## WHAT YOU HAVE TO DO
Reproduce every row below verbatim, but leave the pictures out of your answer.

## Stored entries
□ □ □ □ □

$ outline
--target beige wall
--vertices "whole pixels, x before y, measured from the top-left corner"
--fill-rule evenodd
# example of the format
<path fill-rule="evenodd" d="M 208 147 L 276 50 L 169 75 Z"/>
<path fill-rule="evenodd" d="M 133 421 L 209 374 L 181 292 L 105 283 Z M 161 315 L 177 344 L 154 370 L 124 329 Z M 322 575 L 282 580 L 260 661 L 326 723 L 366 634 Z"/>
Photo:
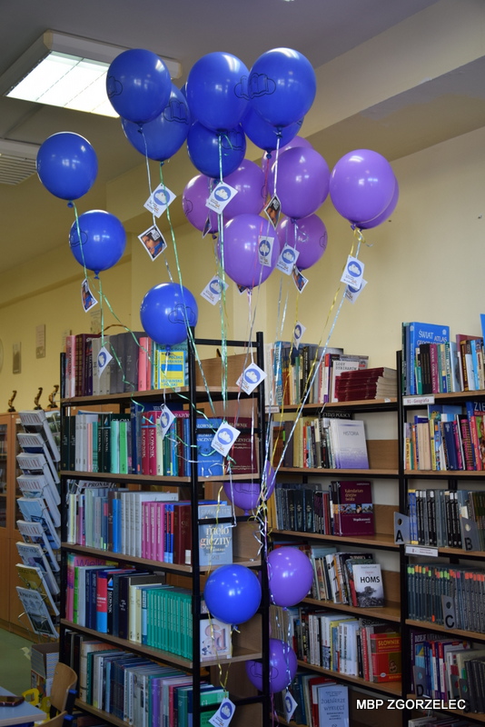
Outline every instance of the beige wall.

□ □ □ □ □

## FINISHED TASK
$ outline
--target beige wall
--vertices "whole pixels, x before y, measured from the top-left corner"
--fill-rule evenodd
# example of the format
<path fill-rule="evenodd" d="M 208 147 L 276 50 L 169 75 Z"/>
<path fill-rule="evenodd" d="M 133 421 L 209 374 L 181 292 L 105 283 Z M 161 315 L 177 344 L 154 370 L 124 329 Z M 322 575 L 282 580 L 260 661 L 326 723 L 366 634 Z"/>
Photo:
Outline every instance of the beige wall.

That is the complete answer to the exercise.